Copy the listing verbatim, everything from its first line down to the line containing "(1087, 608)".

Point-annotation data
* Start *

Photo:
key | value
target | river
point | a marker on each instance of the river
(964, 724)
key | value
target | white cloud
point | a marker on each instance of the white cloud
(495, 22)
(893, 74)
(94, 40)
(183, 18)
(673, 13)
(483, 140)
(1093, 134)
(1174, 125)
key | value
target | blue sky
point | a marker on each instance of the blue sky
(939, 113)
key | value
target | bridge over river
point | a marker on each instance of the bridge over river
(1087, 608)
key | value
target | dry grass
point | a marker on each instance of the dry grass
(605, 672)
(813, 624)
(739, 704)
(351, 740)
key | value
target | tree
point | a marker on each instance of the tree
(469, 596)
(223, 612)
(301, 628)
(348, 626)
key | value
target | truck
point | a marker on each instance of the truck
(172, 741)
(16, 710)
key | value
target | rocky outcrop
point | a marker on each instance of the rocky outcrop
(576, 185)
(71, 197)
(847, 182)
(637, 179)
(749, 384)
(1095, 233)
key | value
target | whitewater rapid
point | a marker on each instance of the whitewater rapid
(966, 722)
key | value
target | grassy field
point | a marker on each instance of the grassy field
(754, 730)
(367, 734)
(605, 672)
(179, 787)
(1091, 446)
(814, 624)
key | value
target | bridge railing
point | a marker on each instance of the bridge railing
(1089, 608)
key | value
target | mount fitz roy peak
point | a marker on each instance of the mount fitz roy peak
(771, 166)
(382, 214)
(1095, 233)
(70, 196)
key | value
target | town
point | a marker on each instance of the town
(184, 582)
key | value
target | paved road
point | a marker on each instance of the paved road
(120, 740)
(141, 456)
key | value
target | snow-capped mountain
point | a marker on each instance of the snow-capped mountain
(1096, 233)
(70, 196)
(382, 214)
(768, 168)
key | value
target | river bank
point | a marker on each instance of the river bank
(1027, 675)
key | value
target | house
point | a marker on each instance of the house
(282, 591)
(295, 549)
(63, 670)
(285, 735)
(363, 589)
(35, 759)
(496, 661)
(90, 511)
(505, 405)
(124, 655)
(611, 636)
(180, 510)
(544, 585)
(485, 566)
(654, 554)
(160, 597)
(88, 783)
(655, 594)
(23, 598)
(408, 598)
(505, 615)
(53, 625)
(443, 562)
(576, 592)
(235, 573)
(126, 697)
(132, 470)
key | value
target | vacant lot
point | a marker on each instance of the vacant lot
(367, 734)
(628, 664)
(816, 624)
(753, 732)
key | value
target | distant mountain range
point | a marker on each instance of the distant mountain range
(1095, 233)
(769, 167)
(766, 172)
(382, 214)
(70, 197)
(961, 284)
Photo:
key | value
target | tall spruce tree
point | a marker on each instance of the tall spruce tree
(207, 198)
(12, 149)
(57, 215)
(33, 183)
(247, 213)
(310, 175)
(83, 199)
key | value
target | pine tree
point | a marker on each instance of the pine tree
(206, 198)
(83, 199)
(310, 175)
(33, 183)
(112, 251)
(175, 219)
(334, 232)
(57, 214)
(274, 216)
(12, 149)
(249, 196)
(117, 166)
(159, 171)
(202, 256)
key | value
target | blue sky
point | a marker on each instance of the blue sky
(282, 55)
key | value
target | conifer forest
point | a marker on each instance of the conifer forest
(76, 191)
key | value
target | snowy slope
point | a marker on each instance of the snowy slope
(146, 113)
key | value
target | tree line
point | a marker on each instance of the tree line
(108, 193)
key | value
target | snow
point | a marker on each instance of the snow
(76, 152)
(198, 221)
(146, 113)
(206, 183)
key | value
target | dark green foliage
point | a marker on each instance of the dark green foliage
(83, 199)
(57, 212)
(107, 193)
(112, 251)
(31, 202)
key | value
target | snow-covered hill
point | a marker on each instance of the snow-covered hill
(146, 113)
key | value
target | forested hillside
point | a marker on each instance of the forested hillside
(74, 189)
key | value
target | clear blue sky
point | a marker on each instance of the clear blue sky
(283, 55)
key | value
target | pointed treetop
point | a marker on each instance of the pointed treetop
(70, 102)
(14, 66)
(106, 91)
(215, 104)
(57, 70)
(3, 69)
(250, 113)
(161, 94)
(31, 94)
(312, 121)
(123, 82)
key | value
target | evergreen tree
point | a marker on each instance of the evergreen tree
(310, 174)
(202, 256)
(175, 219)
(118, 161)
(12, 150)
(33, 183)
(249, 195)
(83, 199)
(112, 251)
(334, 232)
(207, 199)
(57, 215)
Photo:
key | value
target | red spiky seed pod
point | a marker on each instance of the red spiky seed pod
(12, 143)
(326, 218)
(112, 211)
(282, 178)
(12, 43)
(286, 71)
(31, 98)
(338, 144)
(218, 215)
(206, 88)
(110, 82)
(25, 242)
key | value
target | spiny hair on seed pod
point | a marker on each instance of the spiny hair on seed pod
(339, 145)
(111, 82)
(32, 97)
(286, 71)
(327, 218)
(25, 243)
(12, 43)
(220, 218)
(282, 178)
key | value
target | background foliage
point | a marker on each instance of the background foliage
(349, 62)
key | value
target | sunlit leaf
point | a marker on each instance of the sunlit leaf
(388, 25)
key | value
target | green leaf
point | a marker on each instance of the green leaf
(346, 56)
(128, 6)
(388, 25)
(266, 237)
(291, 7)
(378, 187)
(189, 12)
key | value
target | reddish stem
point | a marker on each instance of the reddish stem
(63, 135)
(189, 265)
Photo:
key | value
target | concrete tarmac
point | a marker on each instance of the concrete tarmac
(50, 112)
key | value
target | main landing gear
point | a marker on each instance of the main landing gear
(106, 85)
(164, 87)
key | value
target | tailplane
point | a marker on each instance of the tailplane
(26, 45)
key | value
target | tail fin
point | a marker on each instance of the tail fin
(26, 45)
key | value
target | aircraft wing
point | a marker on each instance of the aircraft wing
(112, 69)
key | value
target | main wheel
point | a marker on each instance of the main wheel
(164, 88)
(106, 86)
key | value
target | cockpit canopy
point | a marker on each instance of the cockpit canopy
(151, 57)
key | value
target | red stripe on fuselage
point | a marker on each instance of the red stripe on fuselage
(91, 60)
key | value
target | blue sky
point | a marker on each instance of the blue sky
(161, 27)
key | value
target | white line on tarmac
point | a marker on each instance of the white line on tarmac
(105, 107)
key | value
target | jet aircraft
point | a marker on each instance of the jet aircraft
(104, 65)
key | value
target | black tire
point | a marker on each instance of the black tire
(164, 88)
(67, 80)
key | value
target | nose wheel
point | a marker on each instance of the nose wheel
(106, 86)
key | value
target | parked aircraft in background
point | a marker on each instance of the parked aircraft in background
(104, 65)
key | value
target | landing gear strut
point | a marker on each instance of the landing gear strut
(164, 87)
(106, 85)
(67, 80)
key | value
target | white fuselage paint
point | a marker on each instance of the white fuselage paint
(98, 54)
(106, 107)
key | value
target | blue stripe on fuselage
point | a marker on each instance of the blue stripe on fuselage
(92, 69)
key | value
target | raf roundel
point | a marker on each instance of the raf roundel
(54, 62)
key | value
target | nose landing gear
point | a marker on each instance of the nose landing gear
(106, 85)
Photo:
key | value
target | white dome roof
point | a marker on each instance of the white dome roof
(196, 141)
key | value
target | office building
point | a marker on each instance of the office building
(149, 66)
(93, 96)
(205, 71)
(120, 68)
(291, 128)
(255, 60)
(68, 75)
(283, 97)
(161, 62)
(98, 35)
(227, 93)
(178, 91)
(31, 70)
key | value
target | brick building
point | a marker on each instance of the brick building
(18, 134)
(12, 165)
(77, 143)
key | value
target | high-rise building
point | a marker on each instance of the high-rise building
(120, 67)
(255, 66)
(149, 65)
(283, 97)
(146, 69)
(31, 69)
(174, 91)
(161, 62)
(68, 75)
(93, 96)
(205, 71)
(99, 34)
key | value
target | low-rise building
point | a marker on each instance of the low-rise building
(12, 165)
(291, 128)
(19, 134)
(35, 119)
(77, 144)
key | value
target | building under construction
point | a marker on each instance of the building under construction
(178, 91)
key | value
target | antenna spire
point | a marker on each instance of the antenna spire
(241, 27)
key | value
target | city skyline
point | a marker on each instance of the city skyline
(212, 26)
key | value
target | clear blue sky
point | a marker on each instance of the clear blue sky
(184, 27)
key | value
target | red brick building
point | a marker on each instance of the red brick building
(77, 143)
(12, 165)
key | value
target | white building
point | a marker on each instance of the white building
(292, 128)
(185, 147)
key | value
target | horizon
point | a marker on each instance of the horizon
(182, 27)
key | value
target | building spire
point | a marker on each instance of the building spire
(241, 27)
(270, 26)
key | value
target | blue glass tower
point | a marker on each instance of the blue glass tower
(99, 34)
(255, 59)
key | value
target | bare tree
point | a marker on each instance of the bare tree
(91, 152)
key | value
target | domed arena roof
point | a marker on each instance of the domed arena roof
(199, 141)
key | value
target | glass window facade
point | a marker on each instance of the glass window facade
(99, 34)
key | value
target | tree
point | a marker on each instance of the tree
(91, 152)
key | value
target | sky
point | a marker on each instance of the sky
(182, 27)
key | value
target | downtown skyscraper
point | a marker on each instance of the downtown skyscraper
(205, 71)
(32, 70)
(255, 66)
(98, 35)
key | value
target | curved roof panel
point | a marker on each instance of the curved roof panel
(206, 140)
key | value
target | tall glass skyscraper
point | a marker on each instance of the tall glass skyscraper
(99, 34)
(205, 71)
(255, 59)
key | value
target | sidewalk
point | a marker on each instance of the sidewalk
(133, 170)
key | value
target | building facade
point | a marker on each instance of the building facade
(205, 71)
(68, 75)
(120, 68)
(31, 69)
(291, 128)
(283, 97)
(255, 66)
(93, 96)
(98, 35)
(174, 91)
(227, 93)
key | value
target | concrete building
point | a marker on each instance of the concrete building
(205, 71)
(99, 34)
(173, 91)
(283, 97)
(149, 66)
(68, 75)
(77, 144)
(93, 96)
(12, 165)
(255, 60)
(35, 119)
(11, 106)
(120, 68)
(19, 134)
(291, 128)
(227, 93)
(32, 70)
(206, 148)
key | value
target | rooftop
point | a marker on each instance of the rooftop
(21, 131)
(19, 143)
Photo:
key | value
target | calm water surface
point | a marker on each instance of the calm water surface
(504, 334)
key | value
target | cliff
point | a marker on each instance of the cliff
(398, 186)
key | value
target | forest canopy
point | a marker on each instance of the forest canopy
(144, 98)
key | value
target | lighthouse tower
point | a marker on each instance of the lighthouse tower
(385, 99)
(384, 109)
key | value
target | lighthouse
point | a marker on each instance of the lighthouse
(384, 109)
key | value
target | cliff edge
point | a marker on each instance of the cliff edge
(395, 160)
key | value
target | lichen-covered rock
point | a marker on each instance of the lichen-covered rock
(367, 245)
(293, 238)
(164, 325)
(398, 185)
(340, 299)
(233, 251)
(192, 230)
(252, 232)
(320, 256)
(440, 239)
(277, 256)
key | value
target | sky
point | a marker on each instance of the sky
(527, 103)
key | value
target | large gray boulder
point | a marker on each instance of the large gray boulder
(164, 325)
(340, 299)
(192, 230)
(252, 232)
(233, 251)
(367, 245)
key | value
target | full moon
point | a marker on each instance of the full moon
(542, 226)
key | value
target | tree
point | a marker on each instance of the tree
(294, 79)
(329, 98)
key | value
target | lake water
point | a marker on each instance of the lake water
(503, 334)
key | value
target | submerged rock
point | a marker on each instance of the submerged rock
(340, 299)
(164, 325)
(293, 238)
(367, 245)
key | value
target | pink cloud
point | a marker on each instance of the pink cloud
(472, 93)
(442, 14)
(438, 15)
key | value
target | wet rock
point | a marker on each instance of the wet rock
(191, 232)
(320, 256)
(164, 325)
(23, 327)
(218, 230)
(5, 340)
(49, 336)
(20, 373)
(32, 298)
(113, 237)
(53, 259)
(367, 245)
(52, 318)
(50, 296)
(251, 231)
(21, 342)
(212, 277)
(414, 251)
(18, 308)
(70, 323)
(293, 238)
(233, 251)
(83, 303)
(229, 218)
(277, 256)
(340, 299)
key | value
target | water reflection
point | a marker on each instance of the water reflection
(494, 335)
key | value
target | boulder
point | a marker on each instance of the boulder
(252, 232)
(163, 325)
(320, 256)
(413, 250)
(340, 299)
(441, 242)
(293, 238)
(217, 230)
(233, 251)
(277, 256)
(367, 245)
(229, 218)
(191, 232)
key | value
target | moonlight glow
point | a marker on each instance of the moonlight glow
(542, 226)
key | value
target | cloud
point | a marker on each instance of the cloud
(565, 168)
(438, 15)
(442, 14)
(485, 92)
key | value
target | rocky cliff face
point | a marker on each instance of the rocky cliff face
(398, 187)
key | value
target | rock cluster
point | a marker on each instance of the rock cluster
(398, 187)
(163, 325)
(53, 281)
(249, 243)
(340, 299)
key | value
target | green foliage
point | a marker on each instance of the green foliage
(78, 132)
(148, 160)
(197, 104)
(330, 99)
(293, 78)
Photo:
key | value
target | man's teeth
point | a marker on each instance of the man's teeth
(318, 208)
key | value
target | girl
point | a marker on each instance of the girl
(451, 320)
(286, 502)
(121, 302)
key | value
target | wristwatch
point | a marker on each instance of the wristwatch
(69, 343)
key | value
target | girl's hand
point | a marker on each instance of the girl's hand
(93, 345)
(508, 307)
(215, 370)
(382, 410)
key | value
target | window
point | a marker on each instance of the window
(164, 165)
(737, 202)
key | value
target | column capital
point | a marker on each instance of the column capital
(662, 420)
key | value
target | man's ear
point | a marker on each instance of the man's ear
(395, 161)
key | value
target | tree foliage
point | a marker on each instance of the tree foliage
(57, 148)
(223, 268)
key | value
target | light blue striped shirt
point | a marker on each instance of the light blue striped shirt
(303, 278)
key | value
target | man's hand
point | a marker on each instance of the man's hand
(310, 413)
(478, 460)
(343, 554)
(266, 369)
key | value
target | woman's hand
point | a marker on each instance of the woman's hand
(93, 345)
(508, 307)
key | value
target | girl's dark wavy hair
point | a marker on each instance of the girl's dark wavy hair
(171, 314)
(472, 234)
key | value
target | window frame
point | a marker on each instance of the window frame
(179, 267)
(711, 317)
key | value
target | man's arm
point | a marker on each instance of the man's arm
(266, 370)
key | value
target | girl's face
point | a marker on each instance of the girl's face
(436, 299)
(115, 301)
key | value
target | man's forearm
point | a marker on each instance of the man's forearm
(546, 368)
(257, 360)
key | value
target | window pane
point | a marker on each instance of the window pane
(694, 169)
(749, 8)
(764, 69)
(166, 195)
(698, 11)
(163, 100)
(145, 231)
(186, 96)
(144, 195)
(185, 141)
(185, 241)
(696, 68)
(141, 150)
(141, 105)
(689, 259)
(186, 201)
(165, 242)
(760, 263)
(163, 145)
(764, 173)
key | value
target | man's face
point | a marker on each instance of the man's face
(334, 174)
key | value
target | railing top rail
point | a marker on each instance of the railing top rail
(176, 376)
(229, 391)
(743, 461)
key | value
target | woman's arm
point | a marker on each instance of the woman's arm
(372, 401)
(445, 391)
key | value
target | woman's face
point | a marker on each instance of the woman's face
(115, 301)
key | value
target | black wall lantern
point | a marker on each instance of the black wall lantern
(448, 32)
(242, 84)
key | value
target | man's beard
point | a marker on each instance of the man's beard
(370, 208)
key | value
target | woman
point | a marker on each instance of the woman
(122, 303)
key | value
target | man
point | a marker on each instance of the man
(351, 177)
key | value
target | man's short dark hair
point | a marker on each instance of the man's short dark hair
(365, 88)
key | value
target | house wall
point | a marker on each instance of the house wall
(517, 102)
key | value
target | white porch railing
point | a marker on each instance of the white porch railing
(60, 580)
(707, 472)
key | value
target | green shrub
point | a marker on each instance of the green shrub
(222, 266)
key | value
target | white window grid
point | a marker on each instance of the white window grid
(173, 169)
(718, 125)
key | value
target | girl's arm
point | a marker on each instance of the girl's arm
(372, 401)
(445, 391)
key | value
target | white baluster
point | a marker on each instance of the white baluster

* End *

▸ **RESULT**:
Photo:
key | value
target | river
point | a marker on each instance of the river
(964, 724)
key | value
target | white cloud
point | a marker on each instance of the white cloud
(495, 22)
(893, 74)
(94, 40)
(183, 18)
(673, 13)
(483, 140)
(1093, 134)
(1174, 125)
key | value
target | blue sky
point | a marker on each instance of the blue sky
(939, 113)
key | value
target | bridge over river
point | a marker on each instance of the bridge over river
(1087, 608)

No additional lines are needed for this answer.